-- Task --
Give every line of the records below as a Markdown table with two columns, Row and Line, numbering the rows in order. Skip blank lines and leave the pictures out.

-- Provided data --

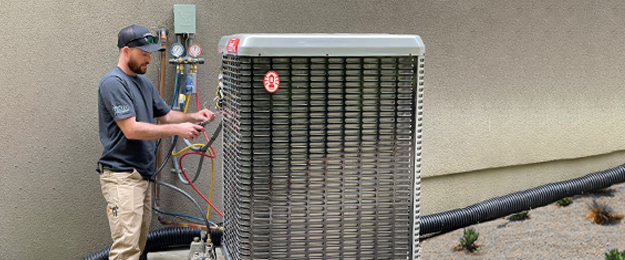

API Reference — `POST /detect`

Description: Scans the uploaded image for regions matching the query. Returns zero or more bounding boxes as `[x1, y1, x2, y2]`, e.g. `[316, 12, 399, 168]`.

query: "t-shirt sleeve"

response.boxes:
[99, 77, 136, 121]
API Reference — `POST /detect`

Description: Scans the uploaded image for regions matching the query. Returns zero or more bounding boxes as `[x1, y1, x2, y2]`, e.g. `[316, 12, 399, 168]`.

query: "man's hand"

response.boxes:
[178, 123, 204, 140]
[193, 109, 215, 123]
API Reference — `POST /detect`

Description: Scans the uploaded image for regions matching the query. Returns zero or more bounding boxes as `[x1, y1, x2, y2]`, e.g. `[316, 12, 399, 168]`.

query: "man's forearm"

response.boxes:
[158, 110, 196, 124]
[124, 122, 177, 140]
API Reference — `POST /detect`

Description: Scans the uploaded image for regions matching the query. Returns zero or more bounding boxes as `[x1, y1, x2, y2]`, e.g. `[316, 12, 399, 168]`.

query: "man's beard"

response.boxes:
[128, 59, 147, 74]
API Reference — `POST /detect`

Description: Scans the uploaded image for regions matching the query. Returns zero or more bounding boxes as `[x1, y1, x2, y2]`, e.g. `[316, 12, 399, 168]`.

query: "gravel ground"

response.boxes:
[420, 184, 625, 260]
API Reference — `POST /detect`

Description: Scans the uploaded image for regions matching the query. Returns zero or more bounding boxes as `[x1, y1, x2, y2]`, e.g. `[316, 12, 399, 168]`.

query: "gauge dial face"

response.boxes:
[171, 43, 184, 58]
[189, 43, 202, 58]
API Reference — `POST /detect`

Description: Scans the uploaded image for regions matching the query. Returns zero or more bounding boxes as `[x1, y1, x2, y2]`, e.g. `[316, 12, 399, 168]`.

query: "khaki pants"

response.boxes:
[100, 169, 152, 260]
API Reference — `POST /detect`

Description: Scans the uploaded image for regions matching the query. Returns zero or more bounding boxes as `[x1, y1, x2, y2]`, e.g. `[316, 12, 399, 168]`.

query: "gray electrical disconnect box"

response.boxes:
[174, 5, 195, 34]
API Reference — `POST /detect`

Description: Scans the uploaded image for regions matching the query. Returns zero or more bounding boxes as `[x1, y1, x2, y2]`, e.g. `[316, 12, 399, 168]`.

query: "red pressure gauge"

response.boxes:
[189, 43, 202, 58]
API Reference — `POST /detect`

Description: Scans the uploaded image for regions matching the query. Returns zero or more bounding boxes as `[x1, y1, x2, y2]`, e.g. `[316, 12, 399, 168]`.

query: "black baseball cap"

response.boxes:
[117, 24, 165, 52]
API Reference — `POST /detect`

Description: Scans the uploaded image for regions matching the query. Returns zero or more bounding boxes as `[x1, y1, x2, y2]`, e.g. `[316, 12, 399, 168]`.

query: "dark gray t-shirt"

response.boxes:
[98, 67, 170, 178]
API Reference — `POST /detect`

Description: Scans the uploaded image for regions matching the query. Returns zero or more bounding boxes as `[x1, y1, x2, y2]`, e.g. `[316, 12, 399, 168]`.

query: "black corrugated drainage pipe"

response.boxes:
[82, 227, 202, 260]
[419, 164, 625, 235]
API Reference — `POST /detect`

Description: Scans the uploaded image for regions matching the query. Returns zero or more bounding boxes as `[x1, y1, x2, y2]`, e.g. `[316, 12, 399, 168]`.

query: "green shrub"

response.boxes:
[458, 228, 480, 252]
[605, 249, 625, 260]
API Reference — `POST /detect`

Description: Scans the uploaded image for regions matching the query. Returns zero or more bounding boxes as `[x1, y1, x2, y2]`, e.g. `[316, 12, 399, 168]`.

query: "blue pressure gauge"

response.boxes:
[189, 43, 202, 58]
[171, 43, 184, 58]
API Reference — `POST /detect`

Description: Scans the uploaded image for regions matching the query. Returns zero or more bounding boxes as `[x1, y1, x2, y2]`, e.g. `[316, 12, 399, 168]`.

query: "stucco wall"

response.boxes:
[0, 0, 625, 259]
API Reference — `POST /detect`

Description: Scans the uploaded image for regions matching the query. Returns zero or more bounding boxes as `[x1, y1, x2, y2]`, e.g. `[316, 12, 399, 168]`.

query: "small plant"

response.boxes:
[586, 200, 623, 225]
[558, 197, 573, 207]
[508, 210, 530, 221]
[455, 228, 480, 253]
[605, 249, 625, 260]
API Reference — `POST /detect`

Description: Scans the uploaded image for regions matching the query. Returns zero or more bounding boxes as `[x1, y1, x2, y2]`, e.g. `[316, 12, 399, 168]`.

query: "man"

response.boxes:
[98, 25, 215, 260]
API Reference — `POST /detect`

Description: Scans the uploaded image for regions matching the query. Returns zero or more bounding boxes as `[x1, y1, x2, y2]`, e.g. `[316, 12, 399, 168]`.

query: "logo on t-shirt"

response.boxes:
[113, 105, 130, 115]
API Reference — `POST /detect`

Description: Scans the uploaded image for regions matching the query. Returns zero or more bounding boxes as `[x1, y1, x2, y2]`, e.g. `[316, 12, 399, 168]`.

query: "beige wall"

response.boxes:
[0, 0, 625, 259]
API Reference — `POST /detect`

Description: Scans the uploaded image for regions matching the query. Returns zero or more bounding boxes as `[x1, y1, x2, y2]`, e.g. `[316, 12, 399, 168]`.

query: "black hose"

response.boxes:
[150, 179, 210, 232]
[419, 164, 625, 235]
[82, 227, 202, 260]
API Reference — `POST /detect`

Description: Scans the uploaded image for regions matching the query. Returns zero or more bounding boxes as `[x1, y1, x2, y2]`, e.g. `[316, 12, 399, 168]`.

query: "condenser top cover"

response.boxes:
[218, 33, 425, 57]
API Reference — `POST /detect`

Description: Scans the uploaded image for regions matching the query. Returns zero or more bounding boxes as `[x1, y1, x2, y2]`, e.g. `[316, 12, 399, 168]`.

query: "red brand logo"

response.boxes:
[226, 38, 240, 53]
[263, 71, 280, 93]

-- Exercise result --
| Row | Line |
|---|---|
| 1 | API Reference — `POST /detect` |
| 2 | Description: Scans the uploaded image for regions matching the query. Returns zero or more bounding boxes as `[x1, y1, x2, y2]`, e.g. `[316, 12, 399, 168]`. |
| 3 | query: "t-shirt sleeve" |
| 4 | response.boxes: |
| 5 | [99, 77, 136, 121] |
| 6 | API Reference — `POST /detect` |
| 7 | Description: Scans the uploaded image for regions matching the query. Returns zero or more bounding boxes as `[x1, y1, x2, y2]`, e.g. `[316, 12, 399, 168]`. |
| 8 | query: "man's hand" |
| 9 | response.boxes: |
| 10 | [178, 123, 204, 140] |
| 11 | [193, 109, 215, 123] |
| 12 | API Reference — `POST /detect` |
| 13 | Description: Scans the uploaded image for regions matching the query. Returns zero or more bounding boxes as `[x1, y1, x2, y2]`, e.g. `[316, 12, 399, 168]`. |
| 14 | query: "man's forearm" |
| 15 | response.boxes: |
| 16 | [158, 110, 196, 124] |
| 17 | [124, 122, 177, 140] |
| 18 | API Reference — `POST /detect` |
| 19 | Description: Scans the uploaded image for regions matching the query. Returns zero or more bounding boxes as `[x1, y1, x2, y2]`, e.g. `[316, 12, 399, 168]`. |
| 20 | query: "man's beard" |
| 21 | response.boxes: |
| 22 | [128, 59, 147, 74] |
| 23 | API Reference — `POST /detect` |
| 24 | Description: Scans the uploaded image for regions matching the query. Returns zero or more bounding boxes as `[x1, y1, x2, y2]`, e.g. `[316, 12, 399, 168]`. |
| 25 | query: "gravel ground" |
| 26 | response.boxes: |
| 27 | [420, 184, 625, 260] |
| 28 | API Reference — `POST /detect` |
| 29 | Description: Scans the uploaded image for regions matching the query. Returns zero or more bounding boxes as `[x1, y1, x2, y2]`, e.g. `[316, 12, 399, 168]`. |
| 30 | query: "gauge dial face" |
| 31 | response.boxes: |
| 32 | [171, 43, 184, 58] |
| 33 | [189, 43, 202, 58] |
| 34 | API Reference — `POST /detect` |
| 35 | Description: Scans the uploaded image for regions matching the query. Returns zero or more bounding boxes as `[x1, y1, x2, y2]`, e.g. `[316, 12, 399, 168]`. |
| 36 | query: "khaki pants" |
| 37 | response.boxes: |
| 38 | [100, 169, 152, 260] |
| 39 | API Reference — `POST /detect` |
| 40 | Description: Scans the uploaded image for regions matching the query. Returns zero or more bounding boxes as `[x1, y1, x2, y2]`, e.g. `[316, 12, 399, 168]`. |
| 41 | query: "gray electrical disconnect box" |
| 42 | response.boxes: |
| 43 | [174, 5, 195, 34] |
| 44 | API Reference — `POST /detect` |
| 45 | Description: Scans the uploaded image for regions matching the query. Returns zero or more bounding boxes as `[x1, y1, x2, y2]`, e.g. `[316, 12, 399, 168]`. |
| 46 | query: "red pressure gauge" |
| 47 | response.boxes: |
| 48 | [189, 43, 202, 58] |
| 49 | API Reference — `POST /detect` |
| 50 | Description: Scans the uploaded image for regions matching the query. Returns zero or more bounding boxes as `[x1, y1, x2, y2]`, e.g. `[316, 12, 399, 168]`. |
| 51 | query: "black baseball cap" |
| 52 | response.boxes: |
| 53 | [117, 24, 165, 52] |
| 54 | API Reference — `POST /detect` |
| 55 | Description: Scans the uploaded image for regions matching the query. Returns zero or more bounding boxes as `[x1, y1, x2, y2]`, e.g. `[316, 12, 399, 168]`. |
| 56 | query: "dark gray t-shirt" |
| 57 | response.boxes: |
| 58 | [98, 67, 170, 178] |
| 59 | API Reference — `POST /detect` |
| 60 | Description: Scans the uploaded image for regions matching the query. Returns zero or more bounding boxes as `[x1, y1, x2, y2]`, e.g. `[316, 12, 399, 168]`. |
| 61 | query: "black corrugated drainage pipe" |
| 62 | response.boxes: |
| 63 | [82, 227, 202, 260] |
| 64 | [419, 164, 625, 235] |
| 65 | API Reference — `POST /detect` |
| 66 | Description: Scans the uploaded image for regions matching the query. Returns zero or more bounding boxes as `[x1, y1, x2, y2]`, e.g. `[316, 12, 399, 168]`. |
| 67 | query: "green shrub" |
| 68 | response.boxes: |
| 69 | [458, 228, 480, 252] |
| 70 | [605, 249, 625, 260] |
| 71 | API Reference — `POST /detect` |
| 72 | Description: Scans the uploaded image for regions matching the query. Returns zero or more bounding boxes as `[x1, y1, x2, y2]`, e.g. `[316, 12, 399, 168]`. |
| 73 | query: "blue pressure gauge" |
| 74 | response.boxes: |
| 75 | [189, 43, 202, 58] |
| 76 | [171, 43, 184, 58] |
| 77 | API Reference — `POST /detect` |
| 78 | Description: Scans the uploaded image for regions matching the query. Returns zero or more bounding boxes as `[x1, y1, x2, y2]`, e.g. `[316, 12, 399, 168]`. |
| 79 | query: "stucco wall" |
| 80 | response.boxes: |
| 81 | [0, 0, 625, 259] |
| 82 | API Reference — `POST /detect` |
| 83 | Description: Scans the uploaded image for regions matching the query. Returns zero or more bounding boxes as `[x1, y1, x2, y2]`, e.g. `[316, 12, 399, 168]`. |
| 84 | query: "small plant" |
| 85 | response.boxes: |
| 86 | [586, 200, 623, 225] |
| 87 | [558, 197, 573, 207] |
| 88 | [508, 210, 530, 221] |
| 89 | [455, 228, 480, 253] |
| 90 | [605, 249, 625, 260] |
| 91 | API Reference — `POST /detect` |
| 92 | Description: Scans the uploaded image for regions matching the query. Returns zero or more bounding boxes as `[x1, y1, x2, y2]`, e.g. `[316, 12, 399, 168]`. |
| 93 | query: "man" |
| 94 | response.boxes: |
| 95 | [98, 25, 215, 260] |
| 96 | API Reference — `POST /detect` |
| 97 | Description: Scans the uploaded image for regions matching the query. Returns zero or more bounding boxes as `[x1, y1, x2, y2]`, e.g. `[316, 12, 399, 168]`. |
| 98 | query: "logo on t-shirt" |
| 99 | response.boxes: |
| 100 | [113, 105, 130, 115] |
| 101 | API Reference — `POST /detect` |
| 102 | Description: Scans the uploaded image for regions matching the query. Returns zero or more bounding boxes as `[x1, y1, x2, y2]`, e.g. `[316, 12, 399, 168]`. |
| 103 | query: "beige wall" |
| 104 | response.boxes: |
| 105 | [0, 0, 625, 259] |
| 106 | API Reference — `POST /detect` |
| 107 | Description: Scans the uploaded image for regions matching the query. Returns zero or more bounding boxes as `[x1, y1, x2, y2]`, e.g. `[316, 12, 399, 168]`. |
| 108 | query: "black hose" |
| 109 | response.boxes: |
| 110 | [150, 179, 210, 232] |
| 111 | [419, 164, 625, 235] |
| 112 | [82, 227, 202, 260] |
| 113 | API Reference — `POST /detect` |
| 114 | Description: Scans the uploaded image for regions matching the query. Returns zero or more bounding boxes as `[x1, y1, x2, y2]`, e.g. `[316, 12, 399, 168]`. |
| 115 | query: "condenser top cover" |
| 116 | response.boxes: |
| 117 | [218, 33, 425, 57] |
| 118 | API Reference — `POST /detect` |
| 119 | Description: Scans the uploaded image for regions matching the query. Returns zero or more bounding boxes as `[x1, y1, x2, y2]`, e.g. `[316, 12, 399, 168]`. |
| 120 | query: "red brand logo" |
| 121 | response.boxes: |
| 122 | [226, 38, 240, 53] |
| 123 | [263, 71, 280, 93] |